**What is expected:**
Answer these questions from the humor theory text.
1. How did Kant describe the comic?
2. To what two terms did Henri Bergson try to reduce incongruity?
3. Who developed the benign violation theory?

**Document section:**
========================================
A famous version of the incongruity theory is that of Immanuel Kant, who claimed that the comic is "the sudden transformation of a strained expectation into nothing." Kant explained laughter at humor as a response to an "absurdity." We first expect the world. Still, that expectation is then disappointed or "disappears into nothing." Our response to humor consists of a "play with thoughts." According to Kant, humor must involve the element of surprise. It creates a sense of cognitive dissonance and builds up tension, which is a pleasurable relief or laughter.

While Kant is an incongruity theorist, his account also has elements of release theory (emphasizing the physiological and physical aspects). It also evokes the superiority theory. He thought that teasing was acceptable as long as it occurred in the right setting and did not harm the person being teased.

Schopenhauer argued that humor results from the sudden recognition of an incongruity between the representation of an object and its actual nature. He also proposes the more unexpected incongruity, the more violent one's laughter will be. Georg Wilhelm Friedrich Hegel shared almost the same view but saw the concept as an "appearance" and believed that laughter negates that appearance.

Henri Bergson attempted to perfect incongruity by reducing it to the "living" and "mechanical." He proposed that comedy/humor lies in the portrayal of situations experiencing mechanical rigidity. Bergson emphasizes that humor involves an inappropriate relationship between habitual or mechanical behaviors and human intelligence. In Bergson's many types of combinations of the mechanical and the living, there is much similarity with the incongruity theory.

There has been some debate attempting to clarify the roles of juxtaposition and shifting in humor, hence, the discussion in the series Humor Research between John Morreall and Robert L. Latta (born 27 January 1945, not to be confused with Robert Latta). Though Morreall himself endorses a cognitive shift theory, in this particular dialogue he indicated examples of simultaneous contrast, while Latta emphasized the mental shift. Humor frequently contains an unexpected, often sudden, shift in perspective, which the incongruity theory assimilates. This has been defended by Latta (1998) and Brian Boyd (2004). Boyd views the shift from seriousness to play. Nearly anything can be the object of this perspective twist; it is, however, in the areas of human creativity (science and art being the varieties) that the shift results from "structure mapping" to create novel meanings. Arthur Koestler argues that humor results when two different frames of reference are set up and a collision is engineered between them.

== Benign violation theory ==
The benign violation theory (BVT) was developed by researchers Peter McGraw and Caleb Warren. Their ideas build on the work of Linguist Tom Veatch, who proposed that humor emerges when one's sense of how the world "ought to be" is threatened or violated. BVT claims that humor occurs when three conditions are satisfied:

1. Something threatens one's sense of how the world "ought to be."
========================================
**Provided data:**
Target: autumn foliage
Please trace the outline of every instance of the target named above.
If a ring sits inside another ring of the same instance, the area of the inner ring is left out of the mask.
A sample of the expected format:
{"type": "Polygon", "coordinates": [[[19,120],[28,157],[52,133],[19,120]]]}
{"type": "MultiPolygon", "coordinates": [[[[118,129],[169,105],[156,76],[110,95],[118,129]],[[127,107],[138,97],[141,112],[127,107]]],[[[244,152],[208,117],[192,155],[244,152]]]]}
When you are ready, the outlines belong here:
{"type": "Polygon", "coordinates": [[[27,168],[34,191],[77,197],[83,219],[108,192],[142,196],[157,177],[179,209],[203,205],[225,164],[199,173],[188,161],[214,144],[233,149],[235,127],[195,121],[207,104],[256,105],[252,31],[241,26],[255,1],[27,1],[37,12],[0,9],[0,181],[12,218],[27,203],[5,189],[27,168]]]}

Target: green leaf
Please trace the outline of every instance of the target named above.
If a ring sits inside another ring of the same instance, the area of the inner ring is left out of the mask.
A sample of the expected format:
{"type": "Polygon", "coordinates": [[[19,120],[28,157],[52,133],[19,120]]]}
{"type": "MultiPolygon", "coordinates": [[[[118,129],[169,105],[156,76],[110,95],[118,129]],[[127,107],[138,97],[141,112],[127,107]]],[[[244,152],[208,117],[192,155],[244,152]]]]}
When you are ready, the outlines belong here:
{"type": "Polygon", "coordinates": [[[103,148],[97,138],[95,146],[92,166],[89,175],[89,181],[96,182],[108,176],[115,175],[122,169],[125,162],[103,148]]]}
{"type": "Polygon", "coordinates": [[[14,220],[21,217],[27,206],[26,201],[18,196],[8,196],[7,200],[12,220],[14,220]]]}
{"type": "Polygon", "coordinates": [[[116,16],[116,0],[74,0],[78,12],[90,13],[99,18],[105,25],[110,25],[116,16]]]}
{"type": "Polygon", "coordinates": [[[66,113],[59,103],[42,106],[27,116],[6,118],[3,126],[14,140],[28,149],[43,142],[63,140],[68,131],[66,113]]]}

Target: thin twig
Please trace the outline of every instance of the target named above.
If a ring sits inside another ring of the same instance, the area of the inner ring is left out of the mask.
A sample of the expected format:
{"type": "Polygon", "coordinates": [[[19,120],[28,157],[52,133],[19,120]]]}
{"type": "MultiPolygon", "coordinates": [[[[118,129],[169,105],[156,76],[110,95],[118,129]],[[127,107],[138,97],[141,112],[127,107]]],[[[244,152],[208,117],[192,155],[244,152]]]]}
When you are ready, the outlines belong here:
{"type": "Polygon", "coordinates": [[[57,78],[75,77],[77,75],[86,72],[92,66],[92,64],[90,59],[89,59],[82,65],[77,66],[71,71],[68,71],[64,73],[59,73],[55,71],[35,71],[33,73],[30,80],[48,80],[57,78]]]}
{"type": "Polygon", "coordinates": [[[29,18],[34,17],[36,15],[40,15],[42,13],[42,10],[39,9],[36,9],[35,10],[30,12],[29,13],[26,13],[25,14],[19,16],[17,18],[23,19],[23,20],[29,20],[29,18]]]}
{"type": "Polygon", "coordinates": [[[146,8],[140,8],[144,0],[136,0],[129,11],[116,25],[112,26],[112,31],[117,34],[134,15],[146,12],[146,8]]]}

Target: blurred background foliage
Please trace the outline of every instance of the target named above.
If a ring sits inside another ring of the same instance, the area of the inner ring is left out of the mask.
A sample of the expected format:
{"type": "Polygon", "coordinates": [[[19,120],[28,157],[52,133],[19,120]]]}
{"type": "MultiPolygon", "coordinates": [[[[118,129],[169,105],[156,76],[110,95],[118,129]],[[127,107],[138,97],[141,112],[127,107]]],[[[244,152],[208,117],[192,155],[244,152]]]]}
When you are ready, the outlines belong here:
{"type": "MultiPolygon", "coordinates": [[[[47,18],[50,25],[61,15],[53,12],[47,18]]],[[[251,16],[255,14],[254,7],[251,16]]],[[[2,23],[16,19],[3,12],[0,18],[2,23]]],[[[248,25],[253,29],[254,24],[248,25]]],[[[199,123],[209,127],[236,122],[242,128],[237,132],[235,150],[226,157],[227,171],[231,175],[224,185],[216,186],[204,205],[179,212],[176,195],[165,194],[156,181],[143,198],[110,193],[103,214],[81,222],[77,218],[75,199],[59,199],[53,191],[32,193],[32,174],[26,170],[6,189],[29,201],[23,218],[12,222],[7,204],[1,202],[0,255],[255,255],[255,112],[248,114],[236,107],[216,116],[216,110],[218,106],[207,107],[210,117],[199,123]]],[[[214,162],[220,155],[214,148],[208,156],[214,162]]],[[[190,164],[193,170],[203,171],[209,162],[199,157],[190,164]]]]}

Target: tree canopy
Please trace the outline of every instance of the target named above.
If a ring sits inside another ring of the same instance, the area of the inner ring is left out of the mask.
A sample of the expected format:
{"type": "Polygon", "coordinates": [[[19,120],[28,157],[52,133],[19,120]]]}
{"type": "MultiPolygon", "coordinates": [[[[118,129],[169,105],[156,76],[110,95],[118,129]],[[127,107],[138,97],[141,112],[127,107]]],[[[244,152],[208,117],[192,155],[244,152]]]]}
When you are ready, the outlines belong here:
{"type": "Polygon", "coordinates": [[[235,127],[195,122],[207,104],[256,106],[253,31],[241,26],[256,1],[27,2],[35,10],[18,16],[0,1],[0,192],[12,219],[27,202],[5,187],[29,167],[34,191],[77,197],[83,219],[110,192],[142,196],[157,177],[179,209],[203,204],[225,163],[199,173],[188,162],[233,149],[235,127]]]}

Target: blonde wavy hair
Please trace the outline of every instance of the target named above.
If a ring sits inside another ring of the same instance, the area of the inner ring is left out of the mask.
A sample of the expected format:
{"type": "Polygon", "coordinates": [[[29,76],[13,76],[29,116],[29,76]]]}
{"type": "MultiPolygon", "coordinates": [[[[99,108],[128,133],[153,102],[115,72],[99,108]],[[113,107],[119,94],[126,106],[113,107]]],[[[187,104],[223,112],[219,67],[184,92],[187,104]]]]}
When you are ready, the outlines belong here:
========================================
**Solution to this exercise:**
1. As "the sudden transformation of a strained expectation into nothing."
2. The "living" and the "mechanical."
3. Peter McGraw and Caleb Warren.